- **Brief**: Rewrite each of the records below, swapping "fingers" for "thumbs" and keeping everything else identical.

[Lines of data]

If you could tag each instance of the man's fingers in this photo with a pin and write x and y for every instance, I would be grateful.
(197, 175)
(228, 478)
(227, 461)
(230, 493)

- **Exercise output**:
If you could tag each instance of the man's thumbs in this photo with a pin and write x and y for every instance, I would be grateful.
(197, 175)
(228, 478)
(227, 461)
(230, 493)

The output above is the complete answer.